## Instructions to follow
Rewrite the items below, replacing every "lemur foot" with "lemur paw" and leaving everything else as it is.
** start of Records provided **
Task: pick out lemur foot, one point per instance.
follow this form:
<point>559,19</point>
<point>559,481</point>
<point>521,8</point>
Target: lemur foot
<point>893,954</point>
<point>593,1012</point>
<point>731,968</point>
** end of Records provided **
## Result of the exercise
Task: pick out lemur paw, one point per instance.
follow this form:
<point>559,19</point>
<point>559,481</point>
<point>521,8</point>
Target: lemur paw
<point>893,954</point>
<point>593,1012</point>
<point>731,968</point>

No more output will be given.